TASK INSTRUCTIONS ::
Output exactly the line containing "the distant hilltop" and each line after it through the last line of the records, and nothing else.

Entries taken from a collection
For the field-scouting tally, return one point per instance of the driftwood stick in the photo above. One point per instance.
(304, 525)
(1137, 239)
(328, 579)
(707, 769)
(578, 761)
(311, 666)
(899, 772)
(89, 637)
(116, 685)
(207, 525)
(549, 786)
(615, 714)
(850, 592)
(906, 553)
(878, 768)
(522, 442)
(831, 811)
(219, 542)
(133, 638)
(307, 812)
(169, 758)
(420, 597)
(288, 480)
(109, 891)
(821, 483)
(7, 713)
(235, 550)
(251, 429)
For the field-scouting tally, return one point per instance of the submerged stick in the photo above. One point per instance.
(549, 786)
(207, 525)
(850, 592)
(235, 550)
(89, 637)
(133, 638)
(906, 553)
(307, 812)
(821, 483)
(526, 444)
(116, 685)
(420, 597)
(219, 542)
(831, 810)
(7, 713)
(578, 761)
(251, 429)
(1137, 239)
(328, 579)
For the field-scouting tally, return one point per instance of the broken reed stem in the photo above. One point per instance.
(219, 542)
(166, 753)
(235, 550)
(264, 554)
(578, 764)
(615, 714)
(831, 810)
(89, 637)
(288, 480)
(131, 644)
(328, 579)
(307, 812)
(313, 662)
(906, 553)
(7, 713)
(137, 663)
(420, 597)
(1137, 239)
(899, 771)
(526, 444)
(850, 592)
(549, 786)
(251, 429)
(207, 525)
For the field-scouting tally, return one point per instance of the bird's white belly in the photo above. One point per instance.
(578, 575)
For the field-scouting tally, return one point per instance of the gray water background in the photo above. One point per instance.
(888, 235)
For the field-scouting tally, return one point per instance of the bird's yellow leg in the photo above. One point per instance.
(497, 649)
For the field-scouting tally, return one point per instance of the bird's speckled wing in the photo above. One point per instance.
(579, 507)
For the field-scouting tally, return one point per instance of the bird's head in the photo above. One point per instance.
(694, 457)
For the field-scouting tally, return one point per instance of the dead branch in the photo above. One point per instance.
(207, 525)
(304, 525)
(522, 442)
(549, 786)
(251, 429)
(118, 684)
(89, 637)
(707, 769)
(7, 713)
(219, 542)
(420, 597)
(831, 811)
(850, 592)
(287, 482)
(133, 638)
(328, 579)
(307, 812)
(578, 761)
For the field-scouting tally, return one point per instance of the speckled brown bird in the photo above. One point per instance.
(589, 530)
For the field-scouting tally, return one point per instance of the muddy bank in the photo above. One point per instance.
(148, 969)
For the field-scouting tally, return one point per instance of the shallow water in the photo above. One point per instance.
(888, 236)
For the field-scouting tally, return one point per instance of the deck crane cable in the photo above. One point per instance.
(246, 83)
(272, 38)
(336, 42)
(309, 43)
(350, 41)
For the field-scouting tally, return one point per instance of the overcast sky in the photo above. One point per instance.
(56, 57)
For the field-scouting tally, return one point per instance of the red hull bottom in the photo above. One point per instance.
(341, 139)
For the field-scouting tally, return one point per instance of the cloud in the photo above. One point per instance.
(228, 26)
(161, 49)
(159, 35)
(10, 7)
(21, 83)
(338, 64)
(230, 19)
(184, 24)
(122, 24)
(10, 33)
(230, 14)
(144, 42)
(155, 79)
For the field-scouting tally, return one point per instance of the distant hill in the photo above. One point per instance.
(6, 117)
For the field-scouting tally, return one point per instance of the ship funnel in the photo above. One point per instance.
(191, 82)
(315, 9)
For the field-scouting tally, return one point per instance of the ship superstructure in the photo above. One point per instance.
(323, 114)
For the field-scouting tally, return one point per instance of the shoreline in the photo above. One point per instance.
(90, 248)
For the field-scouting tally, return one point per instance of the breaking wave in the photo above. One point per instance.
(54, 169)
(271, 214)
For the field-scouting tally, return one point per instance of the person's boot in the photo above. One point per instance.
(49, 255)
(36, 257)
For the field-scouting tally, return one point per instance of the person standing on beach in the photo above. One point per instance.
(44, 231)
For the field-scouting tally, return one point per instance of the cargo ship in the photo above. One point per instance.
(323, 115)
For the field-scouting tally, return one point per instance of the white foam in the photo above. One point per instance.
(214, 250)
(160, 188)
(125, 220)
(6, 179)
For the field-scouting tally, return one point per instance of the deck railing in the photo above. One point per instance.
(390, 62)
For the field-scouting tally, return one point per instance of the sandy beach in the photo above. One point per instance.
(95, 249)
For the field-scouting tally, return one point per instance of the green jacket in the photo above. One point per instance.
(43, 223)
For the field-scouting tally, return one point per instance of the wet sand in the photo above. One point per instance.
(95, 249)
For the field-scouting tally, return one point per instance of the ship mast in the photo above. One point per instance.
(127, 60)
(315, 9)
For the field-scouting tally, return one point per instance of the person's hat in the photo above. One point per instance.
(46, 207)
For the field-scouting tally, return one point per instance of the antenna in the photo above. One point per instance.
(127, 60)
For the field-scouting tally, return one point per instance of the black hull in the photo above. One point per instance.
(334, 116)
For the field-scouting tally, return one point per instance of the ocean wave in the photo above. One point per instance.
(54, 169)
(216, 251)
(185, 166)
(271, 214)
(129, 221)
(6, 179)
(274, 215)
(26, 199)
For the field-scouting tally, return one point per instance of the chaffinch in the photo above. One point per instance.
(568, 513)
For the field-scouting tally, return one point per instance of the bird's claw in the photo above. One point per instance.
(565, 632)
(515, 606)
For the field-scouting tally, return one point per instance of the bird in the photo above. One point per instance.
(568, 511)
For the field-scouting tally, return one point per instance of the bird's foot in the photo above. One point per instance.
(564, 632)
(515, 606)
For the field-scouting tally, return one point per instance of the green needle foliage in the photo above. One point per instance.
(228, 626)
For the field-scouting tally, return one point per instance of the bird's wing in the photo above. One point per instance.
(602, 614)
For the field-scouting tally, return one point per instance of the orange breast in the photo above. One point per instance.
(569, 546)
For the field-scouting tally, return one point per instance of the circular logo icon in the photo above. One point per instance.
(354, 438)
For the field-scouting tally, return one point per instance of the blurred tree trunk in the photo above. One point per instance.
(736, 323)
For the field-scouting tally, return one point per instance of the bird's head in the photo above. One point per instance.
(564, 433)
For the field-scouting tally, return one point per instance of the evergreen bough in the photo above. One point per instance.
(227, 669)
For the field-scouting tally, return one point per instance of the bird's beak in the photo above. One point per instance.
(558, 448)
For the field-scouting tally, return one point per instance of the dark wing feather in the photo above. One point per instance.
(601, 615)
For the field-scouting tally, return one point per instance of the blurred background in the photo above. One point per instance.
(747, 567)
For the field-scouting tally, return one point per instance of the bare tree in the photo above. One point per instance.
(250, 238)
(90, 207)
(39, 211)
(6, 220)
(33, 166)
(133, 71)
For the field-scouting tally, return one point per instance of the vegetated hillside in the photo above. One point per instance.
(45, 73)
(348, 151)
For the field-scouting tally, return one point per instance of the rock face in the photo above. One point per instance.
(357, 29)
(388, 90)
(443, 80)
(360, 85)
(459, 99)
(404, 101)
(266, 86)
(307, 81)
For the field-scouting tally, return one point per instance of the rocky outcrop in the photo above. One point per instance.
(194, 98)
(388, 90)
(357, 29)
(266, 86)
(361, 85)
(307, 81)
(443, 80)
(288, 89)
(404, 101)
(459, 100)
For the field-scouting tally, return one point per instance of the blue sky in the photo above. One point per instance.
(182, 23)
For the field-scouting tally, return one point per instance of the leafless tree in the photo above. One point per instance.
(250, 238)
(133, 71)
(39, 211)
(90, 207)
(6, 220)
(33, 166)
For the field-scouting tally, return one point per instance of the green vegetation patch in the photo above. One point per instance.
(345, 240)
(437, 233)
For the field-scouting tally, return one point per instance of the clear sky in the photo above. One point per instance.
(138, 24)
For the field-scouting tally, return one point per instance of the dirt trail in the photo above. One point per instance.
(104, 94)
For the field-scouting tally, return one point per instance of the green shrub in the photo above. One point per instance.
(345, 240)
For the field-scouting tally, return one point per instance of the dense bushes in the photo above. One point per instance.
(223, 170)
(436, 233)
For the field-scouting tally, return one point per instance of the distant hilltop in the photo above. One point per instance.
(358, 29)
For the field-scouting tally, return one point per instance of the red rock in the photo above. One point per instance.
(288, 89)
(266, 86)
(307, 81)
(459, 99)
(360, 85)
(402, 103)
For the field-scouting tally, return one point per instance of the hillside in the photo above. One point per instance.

REPLY TO THE TASK ::
For the field-scouting tally, return one point per instance of the distant hilltop in the photo above. One point per instance.
(358, 29)
For the field-scouting tally, return one point per instance of the red rock in the photo above. One point per instance.
(288, 89)
(266, 86)
(307, 81)
(459, 99)
(360, 85)
(402, 103)
For the field-scouting tally, return one point per instance of the hillside in the photo above. One point per instance.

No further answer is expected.